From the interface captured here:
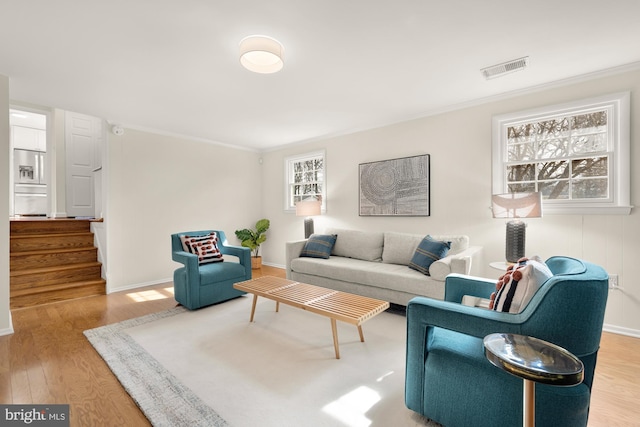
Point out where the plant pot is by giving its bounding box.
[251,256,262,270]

---

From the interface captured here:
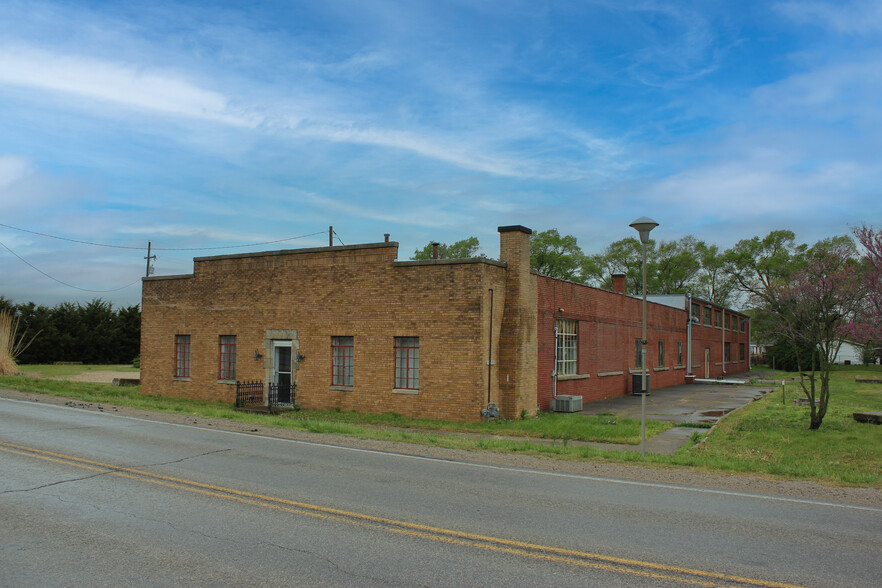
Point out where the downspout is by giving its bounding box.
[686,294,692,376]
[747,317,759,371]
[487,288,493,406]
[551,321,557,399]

* _Work to do_: How many lines in the items above contain the word "where"? Reply with the number alone.

* _Finished answer_: 2